Summarize the passage on living costs and debt in two sentences.

# Extracted text:
======
Up until about 2017, Clara — a writer in her 30s — and her husband “were just barely able to afford” living in New York. Now that they have two kids, they spend $4,000 per month on rent and around $3,000 per month on child care, plus about $200 per week on Fresh Direct. Even though she and her husband are both earning more than they did when they welcomed their first child, the price of necessities has gotten so high that Clara — the lower paid of the two — has wondered if she can realistically afford to keep her job. “I have had this discussion with myself where I’m like, Would it make more sense to just stop working to save the cost of child care?” she says. “Do I need to give up everything I’ve worked for, just so this can make sense?” So far, her math suggests the money they’d save would be too negligible to justify the sacrifice, but as to how she and her husband are getting by: “We’re in debt.”

Across the U.S., household debt is mounting, and the Federal Reserve Bank of New York reported in February that Americans are not only taking out more loans but also having a harder time paying them back. You don’t need to squint to see why that is. Talking to my friends about money, one thing I have noticed is that regardless of socioeconomic background, regardless of existing debt or income or city of residence, everyone is feeling stretched. The differences between our income brackets — no longer decipherable based on who puts their card down when the bill comes and who’s thinking about buying a home versus who’s looking for roommates — are leveling out. Whether they are confronting interest on a mortgage or the fact that a meager “cost of living” raise can’t begin to cover the rent on an average one-bedroom, friends and acquaintances keep serving up the same logic: When world governments seem content to let the planet nuke itself, what’s the point in saving for the future? Spend on big experiences while it’s still possible to have them! See Venice before it sinks! You may be living beyond your means, but at least you are living.
======
Dataset entries:
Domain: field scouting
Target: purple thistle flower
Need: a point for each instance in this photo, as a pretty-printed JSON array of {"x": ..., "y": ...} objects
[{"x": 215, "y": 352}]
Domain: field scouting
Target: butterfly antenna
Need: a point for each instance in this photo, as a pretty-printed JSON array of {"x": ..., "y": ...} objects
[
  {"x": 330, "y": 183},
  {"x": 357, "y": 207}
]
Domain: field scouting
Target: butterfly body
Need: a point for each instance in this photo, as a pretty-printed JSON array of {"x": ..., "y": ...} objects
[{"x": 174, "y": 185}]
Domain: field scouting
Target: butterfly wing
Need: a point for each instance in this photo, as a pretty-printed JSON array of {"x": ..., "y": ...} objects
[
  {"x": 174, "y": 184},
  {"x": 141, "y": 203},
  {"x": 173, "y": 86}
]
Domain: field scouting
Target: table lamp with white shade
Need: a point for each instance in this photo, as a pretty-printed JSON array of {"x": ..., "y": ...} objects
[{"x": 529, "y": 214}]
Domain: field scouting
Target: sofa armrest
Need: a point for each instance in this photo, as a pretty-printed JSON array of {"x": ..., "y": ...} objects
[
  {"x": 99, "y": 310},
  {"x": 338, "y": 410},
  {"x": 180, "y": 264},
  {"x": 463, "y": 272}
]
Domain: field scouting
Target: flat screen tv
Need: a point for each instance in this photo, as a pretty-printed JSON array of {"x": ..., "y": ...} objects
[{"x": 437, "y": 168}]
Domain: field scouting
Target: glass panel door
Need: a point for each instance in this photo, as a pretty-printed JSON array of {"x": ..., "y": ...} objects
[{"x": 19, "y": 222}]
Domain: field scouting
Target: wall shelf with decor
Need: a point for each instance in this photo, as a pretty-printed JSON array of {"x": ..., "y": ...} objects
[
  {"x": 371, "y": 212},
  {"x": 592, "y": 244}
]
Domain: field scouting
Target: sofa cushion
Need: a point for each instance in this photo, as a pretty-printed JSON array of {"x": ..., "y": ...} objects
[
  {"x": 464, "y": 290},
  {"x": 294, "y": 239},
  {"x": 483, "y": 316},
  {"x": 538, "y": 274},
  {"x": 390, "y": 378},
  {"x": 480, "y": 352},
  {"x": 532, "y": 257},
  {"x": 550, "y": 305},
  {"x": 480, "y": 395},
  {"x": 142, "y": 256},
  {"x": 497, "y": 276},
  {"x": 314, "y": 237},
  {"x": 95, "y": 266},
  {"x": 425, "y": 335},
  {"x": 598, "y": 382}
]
======
# Response box:
Clara, a writer in her 30s, and her husband spend $4,000 a month on rent and about $3,000 on child care for their two children, and although both earn more than before, she has wondered whether she can afford to keep her job, and the couple is in debt. Across the U.S., household debt is mounting and Americans are having a harder time repaying loans, while the writer's friends from every background feel stretched and often reason that they should spend on big experiences rather than save for the future.